▶ **Aim of the exercise**
Render all of the records below as a single numbered list of their lines, and omit any blank lines.
+--
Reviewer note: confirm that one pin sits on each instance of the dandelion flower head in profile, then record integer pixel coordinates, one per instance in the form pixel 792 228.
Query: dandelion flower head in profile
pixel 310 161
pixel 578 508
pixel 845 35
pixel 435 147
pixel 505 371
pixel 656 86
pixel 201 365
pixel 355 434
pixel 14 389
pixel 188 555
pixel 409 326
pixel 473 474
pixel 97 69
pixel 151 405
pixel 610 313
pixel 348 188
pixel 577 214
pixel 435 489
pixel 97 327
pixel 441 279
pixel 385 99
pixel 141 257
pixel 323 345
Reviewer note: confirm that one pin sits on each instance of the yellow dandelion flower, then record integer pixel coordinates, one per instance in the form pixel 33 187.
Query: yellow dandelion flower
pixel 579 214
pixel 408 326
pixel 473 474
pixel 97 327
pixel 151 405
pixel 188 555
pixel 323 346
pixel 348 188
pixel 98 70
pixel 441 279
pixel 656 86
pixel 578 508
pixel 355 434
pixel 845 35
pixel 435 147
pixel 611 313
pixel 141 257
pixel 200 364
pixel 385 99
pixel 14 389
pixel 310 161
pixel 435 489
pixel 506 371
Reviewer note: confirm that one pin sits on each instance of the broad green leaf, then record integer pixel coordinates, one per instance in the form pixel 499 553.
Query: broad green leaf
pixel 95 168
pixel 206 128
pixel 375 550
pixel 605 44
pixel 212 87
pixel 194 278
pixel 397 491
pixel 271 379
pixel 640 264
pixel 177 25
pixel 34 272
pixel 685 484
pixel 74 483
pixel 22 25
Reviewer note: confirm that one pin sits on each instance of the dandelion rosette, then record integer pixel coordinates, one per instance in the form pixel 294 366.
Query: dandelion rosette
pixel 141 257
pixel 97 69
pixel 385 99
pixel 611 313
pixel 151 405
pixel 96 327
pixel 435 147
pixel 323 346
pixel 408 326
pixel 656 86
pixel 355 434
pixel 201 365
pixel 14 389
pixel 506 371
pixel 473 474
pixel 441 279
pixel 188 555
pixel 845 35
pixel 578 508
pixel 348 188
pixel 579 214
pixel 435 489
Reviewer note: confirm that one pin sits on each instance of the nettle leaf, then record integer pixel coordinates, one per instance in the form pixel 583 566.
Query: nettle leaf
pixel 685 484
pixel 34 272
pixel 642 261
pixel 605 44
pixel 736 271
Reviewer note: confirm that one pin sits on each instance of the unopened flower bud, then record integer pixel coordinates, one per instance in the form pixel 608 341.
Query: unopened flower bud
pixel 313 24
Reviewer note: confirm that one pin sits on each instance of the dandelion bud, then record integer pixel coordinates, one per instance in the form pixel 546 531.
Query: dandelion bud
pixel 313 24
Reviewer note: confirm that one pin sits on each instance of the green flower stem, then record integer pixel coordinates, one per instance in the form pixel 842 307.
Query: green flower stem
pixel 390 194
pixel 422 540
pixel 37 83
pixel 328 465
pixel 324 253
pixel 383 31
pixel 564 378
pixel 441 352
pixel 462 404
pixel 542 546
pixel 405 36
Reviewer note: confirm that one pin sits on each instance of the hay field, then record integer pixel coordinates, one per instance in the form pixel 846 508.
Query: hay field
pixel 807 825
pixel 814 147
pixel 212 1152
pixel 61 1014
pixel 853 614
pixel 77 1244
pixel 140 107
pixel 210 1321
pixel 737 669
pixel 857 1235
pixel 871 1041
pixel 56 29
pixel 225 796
+--
▶ **Response to the task**
1. Reviewer note: confirm that one pin sits on each instance of the dandelion flower head in profile, then record integer pixel coordinates, one per instance in the form pixel 792 228.
2. Query: dandelion flower head in profile
3. pixel 310 161
4. pixel 578 508
5. pixel 845 35
6. pixel 435 147
7. pixel 505 371
8. pixel 656 86
9. pixel 201 365
10. pixel 355 434
11. pixel 14 389
12. pixel 188 555
13. pixel 409 326
14. pixel 473 474
15. pixel 97 69
16. pixel 151 405
17. pixel 610 313
18. pixel 348 188
19. pixel 577 214
20. pixel 435 489
21. pixel 97 327
22. pixel 441 279
23. pixel 385 99
24. pixel 141 257
25. pixel 323 345
26. Reviewer note: confirm that one pin sits on each instance of the yellow dandelion flower, then record integer pixel coordinates, one per instance in the form pixel 33 187.
27. Query: yellow dandelion flower
28. pixel 579 214
29. pixel 408 326
30. pixel 473 474
31. pixel 97 327
32. pixel 151 405
33. pixel 188 555
34. pixel 323 346
35. pixel 348 188
36. pixel 98 70
37. pixel 441 279
38. pixel 656 86
39. pixel 578 508
40. pixel 355 434
41. pixel 845 35
42. pixel 435 147
43. pixel 611 313
44. pixel 141 257
45. pixel 200 364
46. pixel 385 99
47. pixel 14 389
48. pixel 310 161
49. pixel 435 489
50. pixel 506 371
51. Reviewer note: confirm that one pin sits on each instance of the broad green leaf, then record integer pixel coordinates, one per instance in the form pixel 499 553.
52. Query: broad green leaf
53. pixel 95 168
54. pixel 206 128
55. pixel 375 550
56. pixel 605 44
57. pixel 212 87
58. pixel 194 278
59. pixel 397 491
60. pixel 271 379
61. pixel 640 264
62. pixel 177 25
63. pixel 34 272
64. pixel 685 484
65. pixel 74 483
66. pixel 22 25
67. Reviewer note: confirm that one pin sits on each instance of the dandelion rosette, then record integer pixel coordinates, one per instance in the form pixel 294 366.
68. Query: dandelion rosette
69. pixel 141 257
70. pixel 97 69
71. pixel 385 99
72. pixel 611 313
73. pixel 151 405
74. pixel 96 327
75. pixel 435 147
76. pixel 323 346
77. pixel 408 326
78. pixel 656 86
79. pixel 355 434
80. pixel 201 365
81. pixel 14 389
82. pixel 506 371
83. pixel 473 474
84. pixel 441 279
85. pixel 188 555
86. pixel 845 35
87. pixel 578 508
88. pixel 348 188
89. pixel 579 214
90. pixel 435 489
91. Reviewer note: confirm that one pin sits on each instance of the nettle leaf, then record integer pixel coordinates, one per instance in the form pixel 583 566.
92. Query: nettle leaf
93. pixel 685 484
94. pixel 34 272
95. pixel 642 261
96. pixel 605 44
97. pixel 736 271
98. Reviewer note: confirm that one pin sits on each instance of the unopened flower bud, then record integer pixel coordinates, one per instance in the form pixel 608 341.
99. Query: unopened flower bud
100. pixel 313 24
101. Reviewer note: confirm that one pin sits on each instance of the dandelion bud, then record integer pixel coordinates, one per instance in the form pixel 546 531.
102. Query: dandelion bud
103. pixel 313 24
104. Reviewer note: confirm that one pin sits on each instance of the green flower stem, then record integer pixel coordinates, one per instance in the form pixel 842 307.
105. Query: green flower stem
106. pixel 390 194
107. pixel 422 540
108. pixel 37 83
109. pixel 328 465
110. pixel 324 253
111. pixel 383 31
112. pixel 564 378
113. pixel 441 352
114. pixel 462 404
115. pixel 542 546
116. pixel 405 36
117. Reviewer note: confirm that one pin sits on each instance of the hay field, then record integer pixel coordinates, one per instance in the form pixel 846 508.
118. Query: hay field
119. pixel 807 825
120. pixel 814 147
121. pixel 212 1152
122. pixel 61 1014
123. pixel 853 614
124. pixel 77 1244
125. pixel 140 107
126. pixel 210 1321
127. pixel 737 669
128. pixel 857 1235
129. pixel 871 1041
130. pixel 56 29
131. pixel 225 796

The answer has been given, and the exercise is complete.